▶ [Zu erledigende Aufgaben]:
**a)** Beantworte anhand des Textauszugs zur Programmkommission unten die folgenden Fragen:
(i) Unter wessen Führung setzt der Bundesvorstand die Programmkommission ein?
(ii) Wem legt die Kommission ihren Vorschlag für ein Grundsatzprogramm vor?
(iii) Wen bittet der Bundesvorstand darüber hinaus um Mitwirkung an den Beratungen?
**b)** Kopiere aus dem Textauszug zur Programmkommission wortgetreu alles von „Der Bundesvorstand setzt“ bis hinunter zu „ein Grundsatzprogramm vor.“.

▶ [Textauszug]:
· · ·

II. Die Mitglieder der Programmkommission

Der Bundesvorstand setzt eine Programmkommission unter der Führung des Generalsekretärs ein. Die Kommission verständigt sich über Inhalte, Schwerpunkte und Struktur des Grundsatzprogramms und legt Partei und Öffentlichkeit einen Vorschlag für ein Grundsatzprogramm vor.

Mitglieder der Programmkommission sind:

  • Christian Ahrendt
  • Lasse Becker
  • Nicola Beer
  • Dr. Barbara Bludau
  • Sebastian Blumenthal
  • Ludwig Georg Braun
  • Andreas Büttner
  • Dr. Jorgo Chatzimarkakis
  • Patrick Döring
  • Dr. Wolfgang Gerhardt
  • Miriam Gruß
  • Walter Hirche
  • Dr. Burkhard Hirsch
  • Elke Hoff
  • Dr. Lydia Hüskens
  • Michael Kauch
  • Pascal Kober
  • Christian Lindner
  • Michael Link
  • Prof. Dr. Wolfgang Kersting
  • Horst Meierhofer
  • Dr. Gerhard Papke
  • Alexander Pokorny
  • Dr. Christiane Ratjen-Damerau
  • Joachim Stamp
  • Michael Theurer
  • Florian Toncar
  • Johannes Vogel
  • Prof. Dr. Carl Christian von Weizsäcker
  • Dr. Volker Wissing
  • Holger Zastrow
  • Martin Zeil

Der Bundesvorstand bittet darüber hinaus die Mitglieder des Präsidiums um Mitwirkung an den Beratungen.

· · ·

▶ [Bereitgestellte Angaben]:
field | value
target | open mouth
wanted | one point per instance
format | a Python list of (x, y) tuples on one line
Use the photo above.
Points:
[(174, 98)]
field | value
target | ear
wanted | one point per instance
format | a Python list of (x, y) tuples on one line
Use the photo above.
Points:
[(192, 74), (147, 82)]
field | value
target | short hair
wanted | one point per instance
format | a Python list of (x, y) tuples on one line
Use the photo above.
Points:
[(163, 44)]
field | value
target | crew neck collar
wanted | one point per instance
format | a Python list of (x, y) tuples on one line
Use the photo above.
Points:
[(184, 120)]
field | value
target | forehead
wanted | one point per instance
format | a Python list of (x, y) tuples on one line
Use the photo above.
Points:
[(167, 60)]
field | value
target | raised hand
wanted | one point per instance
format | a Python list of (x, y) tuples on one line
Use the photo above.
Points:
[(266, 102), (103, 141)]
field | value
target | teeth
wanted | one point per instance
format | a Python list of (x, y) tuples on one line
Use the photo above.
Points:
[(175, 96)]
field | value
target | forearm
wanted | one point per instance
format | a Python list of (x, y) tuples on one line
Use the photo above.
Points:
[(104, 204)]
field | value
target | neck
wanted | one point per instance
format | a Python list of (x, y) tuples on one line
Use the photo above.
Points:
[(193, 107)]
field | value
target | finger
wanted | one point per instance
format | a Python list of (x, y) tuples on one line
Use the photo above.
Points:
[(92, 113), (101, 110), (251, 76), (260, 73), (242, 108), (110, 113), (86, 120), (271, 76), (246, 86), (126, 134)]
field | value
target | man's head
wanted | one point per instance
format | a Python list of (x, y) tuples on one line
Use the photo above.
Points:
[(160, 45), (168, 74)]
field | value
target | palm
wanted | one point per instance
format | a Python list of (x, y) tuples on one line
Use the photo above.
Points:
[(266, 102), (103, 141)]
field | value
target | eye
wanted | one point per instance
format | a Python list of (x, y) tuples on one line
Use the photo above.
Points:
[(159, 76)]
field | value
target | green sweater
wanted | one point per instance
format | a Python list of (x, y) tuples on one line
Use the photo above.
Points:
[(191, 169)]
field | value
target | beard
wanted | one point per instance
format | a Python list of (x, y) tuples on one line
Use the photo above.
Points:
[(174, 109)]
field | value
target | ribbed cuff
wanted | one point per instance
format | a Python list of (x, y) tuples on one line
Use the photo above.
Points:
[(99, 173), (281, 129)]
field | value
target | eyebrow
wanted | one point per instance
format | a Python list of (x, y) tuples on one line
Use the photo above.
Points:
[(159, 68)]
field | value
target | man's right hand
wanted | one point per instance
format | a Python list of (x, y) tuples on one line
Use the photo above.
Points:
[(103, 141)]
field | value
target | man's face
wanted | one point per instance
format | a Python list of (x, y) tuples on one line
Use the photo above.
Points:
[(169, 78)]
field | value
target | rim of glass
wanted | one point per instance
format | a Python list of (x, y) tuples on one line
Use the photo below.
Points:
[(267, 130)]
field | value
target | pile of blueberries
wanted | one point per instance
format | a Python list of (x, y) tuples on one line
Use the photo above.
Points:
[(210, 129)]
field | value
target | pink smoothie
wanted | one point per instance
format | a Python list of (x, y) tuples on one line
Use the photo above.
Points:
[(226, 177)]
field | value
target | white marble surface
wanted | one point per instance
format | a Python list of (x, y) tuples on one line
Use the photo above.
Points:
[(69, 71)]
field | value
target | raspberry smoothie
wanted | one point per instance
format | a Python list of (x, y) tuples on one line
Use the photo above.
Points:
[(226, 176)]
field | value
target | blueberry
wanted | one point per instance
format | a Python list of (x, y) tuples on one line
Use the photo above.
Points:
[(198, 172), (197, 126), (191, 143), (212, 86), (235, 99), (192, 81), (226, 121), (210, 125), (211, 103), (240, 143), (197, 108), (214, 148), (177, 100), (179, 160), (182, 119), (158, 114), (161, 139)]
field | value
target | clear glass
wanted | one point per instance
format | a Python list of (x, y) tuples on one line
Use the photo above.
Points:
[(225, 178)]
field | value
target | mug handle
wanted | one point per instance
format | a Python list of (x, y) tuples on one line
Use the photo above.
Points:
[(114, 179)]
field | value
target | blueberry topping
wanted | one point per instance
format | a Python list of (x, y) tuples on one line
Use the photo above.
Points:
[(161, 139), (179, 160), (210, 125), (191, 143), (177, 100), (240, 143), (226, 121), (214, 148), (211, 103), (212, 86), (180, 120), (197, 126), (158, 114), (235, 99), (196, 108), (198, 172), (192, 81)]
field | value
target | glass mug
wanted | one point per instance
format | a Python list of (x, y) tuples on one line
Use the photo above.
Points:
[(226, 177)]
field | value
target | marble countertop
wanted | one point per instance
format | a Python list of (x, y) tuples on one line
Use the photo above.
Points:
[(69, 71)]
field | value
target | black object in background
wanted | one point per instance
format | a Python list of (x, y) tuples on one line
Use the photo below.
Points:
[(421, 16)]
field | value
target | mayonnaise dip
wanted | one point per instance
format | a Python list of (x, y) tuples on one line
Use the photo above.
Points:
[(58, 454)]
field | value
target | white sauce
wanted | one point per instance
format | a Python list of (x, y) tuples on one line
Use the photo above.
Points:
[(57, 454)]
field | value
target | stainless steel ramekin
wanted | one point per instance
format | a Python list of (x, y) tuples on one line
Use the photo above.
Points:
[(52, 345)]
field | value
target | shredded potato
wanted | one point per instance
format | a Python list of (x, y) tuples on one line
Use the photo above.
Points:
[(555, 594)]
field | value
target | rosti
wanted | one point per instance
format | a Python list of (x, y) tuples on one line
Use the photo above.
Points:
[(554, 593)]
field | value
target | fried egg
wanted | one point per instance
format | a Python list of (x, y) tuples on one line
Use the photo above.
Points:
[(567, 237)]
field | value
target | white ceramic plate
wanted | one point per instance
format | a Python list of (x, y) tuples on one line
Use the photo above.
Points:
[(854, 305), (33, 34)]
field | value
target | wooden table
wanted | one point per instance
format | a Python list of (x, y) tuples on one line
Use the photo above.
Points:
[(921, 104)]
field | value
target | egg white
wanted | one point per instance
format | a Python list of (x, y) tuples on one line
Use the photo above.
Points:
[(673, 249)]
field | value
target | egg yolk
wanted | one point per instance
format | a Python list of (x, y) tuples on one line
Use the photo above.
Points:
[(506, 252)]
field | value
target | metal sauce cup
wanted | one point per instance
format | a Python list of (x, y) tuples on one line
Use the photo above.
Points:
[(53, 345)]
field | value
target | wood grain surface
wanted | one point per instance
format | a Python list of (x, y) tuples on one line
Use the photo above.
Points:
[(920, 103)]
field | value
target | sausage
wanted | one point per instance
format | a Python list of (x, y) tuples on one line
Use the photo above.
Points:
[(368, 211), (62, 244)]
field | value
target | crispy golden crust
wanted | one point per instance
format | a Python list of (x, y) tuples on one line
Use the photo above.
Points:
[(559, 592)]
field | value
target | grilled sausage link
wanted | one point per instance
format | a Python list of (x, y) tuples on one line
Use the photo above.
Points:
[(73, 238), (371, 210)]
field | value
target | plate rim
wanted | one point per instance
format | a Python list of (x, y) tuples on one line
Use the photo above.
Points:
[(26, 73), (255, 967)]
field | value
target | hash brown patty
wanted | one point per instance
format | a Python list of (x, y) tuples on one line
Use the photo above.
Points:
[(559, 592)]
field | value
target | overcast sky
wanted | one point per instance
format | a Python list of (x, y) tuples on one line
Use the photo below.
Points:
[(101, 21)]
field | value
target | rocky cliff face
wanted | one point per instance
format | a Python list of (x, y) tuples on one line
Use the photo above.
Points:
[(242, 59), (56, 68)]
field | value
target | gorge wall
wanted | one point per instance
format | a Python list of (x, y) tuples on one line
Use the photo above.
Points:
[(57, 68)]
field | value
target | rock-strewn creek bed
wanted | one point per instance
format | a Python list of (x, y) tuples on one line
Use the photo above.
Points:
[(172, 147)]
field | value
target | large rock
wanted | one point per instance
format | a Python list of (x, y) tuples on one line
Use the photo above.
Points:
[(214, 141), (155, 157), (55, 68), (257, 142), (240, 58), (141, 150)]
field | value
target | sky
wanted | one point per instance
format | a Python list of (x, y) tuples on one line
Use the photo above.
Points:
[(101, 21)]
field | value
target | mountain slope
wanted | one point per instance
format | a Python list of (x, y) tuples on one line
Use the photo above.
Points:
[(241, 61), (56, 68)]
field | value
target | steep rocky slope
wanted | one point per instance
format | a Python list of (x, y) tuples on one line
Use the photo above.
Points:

· · ·

▶ [Antworten je Aufgabe]:
**a)**
(i) Unter der Führung des Generalsekretärs.
(ii) Partei und Öffentlichkeit.
(iii) Die Mitglieder des Präsidiums.

**b)**
Der Bundesvorstand setzt eine Programmkommission unter der Führung des Generalsekretärs ein. Die Kommission verständigt sich über Inhalte, Schwerpunkte und Struktur des Grundsatzprogramms und legt Partei und Öffentlichkeit einen Vorschlag für ein Grundsatzprogramm vor.